### 小练习 1
请改写 Socket 系统调用分析一文中从"一、Socket API编程接口"到"sockfd, int input_queue_size)"的部分（首尾都包括在内），把其中的"服务器"一律改为"服务端"。

### 节选段落
--

基于x86-64 Linux-5.0.1的Socket与系统调用深度分析

一、Socket API编程接口

Libc库中定义的一些应用编程接口(Application Program Interface, API)引用了封装例程(Wrapper Routine),一般一个封装例程对应一个系统调用,大部分封装例程返回一个整数,其值含义依赖于相应的系统调用,-1在多数情况下表示内核不能满足进程的请求,Libc中定义的errno变量包含特定的出错码。C语言中的Socket API就是一种涉及系统调用的API,常用的函数如下:

int socket(int domain, int type, int protocol)
//创建一个新的套接字,返回套接字描述符
int connect(int sockfd, struct sockaddr *server_addr, int sockaddr_len)
//同远程服务器主动连接,成功时返回0,失败时返回1
int bind(int sockfd, struct sockaddr* my_addr, int addrlen)
//为套接字指明一个本地端点地址,TCP/IP协议使用sockaddr_in结构,包含IP地址和端口号,服务器使用它来指明熟悉的端口号,然后等待连接
int listen(int sockfd, int input_queue_size)
//面向连接的服务器指明某个套接字,将其置为被动模式,并准备接收传入连接
int accept(int sockfd, void* addr, int* addrlen)
//获取传入连接请求,返回新的连接套接字描述符,为每个新连接请求创建一个新的套接字,服务器只对新的连接使用该套接字,原来的监听套接字接受其他的连接请求。新的连接上传输数据使用新的套接字
int sendto(int sockfd, const void* data, int data_len, unsigned int flags, struct sockaddr* remaddr,int remaddr_len)
//基于UDP发送数据报,返回实际发送的数据长度,出错时返回1
int send(int sockfd, const void* data, int data_len, unsigned int flags)

--

### 小练习 2
在条目中，从含有"Could you please point out the timber"的那一行起，到条目最后一行止（两端都包括），原样照抄出来。

--

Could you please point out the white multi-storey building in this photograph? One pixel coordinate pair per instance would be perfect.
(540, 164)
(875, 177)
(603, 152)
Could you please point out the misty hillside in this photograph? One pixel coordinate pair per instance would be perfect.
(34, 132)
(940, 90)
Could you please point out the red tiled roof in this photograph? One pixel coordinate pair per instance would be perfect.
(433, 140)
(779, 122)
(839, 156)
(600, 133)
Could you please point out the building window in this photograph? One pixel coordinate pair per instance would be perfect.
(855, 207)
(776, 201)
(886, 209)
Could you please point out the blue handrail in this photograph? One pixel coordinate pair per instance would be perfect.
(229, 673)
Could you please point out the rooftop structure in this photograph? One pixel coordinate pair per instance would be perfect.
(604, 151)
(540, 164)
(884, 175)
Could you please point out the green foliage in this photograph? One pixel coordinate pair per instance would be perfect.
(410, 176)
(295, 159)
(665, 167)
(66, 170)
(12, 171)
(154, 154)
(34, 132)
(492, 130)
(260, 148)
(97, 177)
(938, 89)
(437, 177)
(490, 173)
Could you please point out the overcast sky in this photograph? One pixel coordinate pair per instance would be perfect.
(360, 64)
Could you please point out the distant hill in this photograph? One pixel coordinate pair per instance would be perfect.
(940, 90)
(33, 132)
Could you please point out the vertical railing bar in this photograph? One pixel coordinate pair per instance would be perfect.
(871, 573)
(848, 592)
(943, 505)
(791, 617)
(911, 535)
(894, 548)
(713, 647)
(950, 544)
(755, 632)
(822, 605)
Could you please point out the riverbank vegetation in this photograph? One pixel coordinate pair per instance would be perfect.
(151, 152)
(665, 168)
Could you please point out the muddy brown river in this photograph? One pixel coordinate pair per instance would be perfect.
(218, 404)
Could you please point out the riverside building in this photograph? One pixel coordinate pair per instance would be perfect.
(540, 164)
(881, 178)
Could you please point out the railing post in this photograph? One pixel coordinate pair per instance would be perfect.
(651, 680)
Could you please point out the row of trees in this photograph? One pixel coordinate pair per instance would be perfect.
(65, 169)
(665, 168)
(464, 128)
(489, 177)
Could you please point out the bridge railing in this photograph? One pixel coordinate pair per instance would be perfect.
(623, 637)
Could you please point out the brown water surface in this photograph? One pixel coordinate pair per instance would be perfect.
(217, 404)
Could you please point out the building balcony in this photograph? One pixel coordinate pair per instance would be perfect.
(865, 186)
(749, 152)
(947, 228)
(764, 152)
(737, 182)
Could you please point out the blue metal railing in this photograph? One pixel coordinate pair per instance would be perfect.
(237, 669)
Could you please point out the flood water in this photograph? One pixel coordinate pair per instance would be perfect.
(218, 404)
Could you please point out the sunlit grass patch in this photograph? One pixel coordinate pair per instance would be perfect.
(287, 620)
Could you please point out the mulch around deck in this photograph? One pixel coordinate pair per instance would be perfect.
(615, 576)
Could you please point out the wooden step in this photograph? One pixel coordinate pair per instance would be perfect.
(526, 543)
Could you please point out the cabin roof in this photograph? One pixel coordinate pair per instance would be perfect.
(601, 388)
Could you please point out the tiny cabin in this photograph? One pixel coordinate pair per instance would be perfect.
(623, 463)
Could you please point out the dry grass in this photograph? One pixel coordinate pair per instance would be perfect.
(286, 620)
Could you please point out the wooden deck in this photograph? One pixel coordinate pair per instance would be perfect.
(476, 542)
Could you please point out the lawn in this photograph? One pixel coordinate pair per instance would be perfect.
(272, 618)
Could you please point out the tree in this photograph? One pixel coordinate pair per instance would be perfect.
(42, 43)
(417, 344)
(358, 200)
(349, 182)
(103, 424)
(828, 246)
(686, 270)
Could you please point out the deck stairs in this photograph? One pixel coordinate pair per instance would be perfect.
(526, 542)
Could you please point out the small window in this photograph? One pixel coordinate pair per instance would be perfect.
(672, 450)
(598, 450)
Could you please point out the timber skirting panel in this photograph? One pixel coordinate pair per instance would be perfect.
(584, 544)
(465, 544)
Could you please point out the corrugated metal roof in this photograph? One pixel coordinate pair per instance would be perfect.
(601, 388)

--

### 参考解答 1
一、Socket API编程接口

Libc库中定义的一些应用编程接口(Application Program Interface, API)引用了封装例程(Wrapper Routine),一般一个封装例程对应一个系统调用,大部分封装例程返回一个整数,其值含义依赖于相应的系统调用,-1在多数情况下表示内核不能满足进程的请求,Libc中定义的errno变量包含特定的出错码。C语言中的Socket API就是一种涉及系统调用的API,常用的函数如下:

int socket(int domain, int type, int protocol)
//创建一个新的套接字,返回套接字描述符
int connect(int sockfd, struct sockaddr *server_addr, int sockaddr_len)
//同远程服务端主动连接,成功时返回0,失败时返回1
int bind(int sockfd, struct sockaddr* my_addr, int addrlen)
//为套接字指明一个本地端点地址,TCP/IP协议使用sockaddr_in结构,包含IP地址和端口号,服务端使用它来指明熟悉的端口号,然后等待连接
int listen(int sockfd, int input_queue_size)

### 参考解答 2
Could you please point out the timber skirting panel in this photograph? One pixel coordinate pair per instance would be perfect.
(584, 544)
(465, 544)
Could you please point out the corrugated metal roof in this photograph? One pixel coordinate pair per instance would be perfect.
(601, 388)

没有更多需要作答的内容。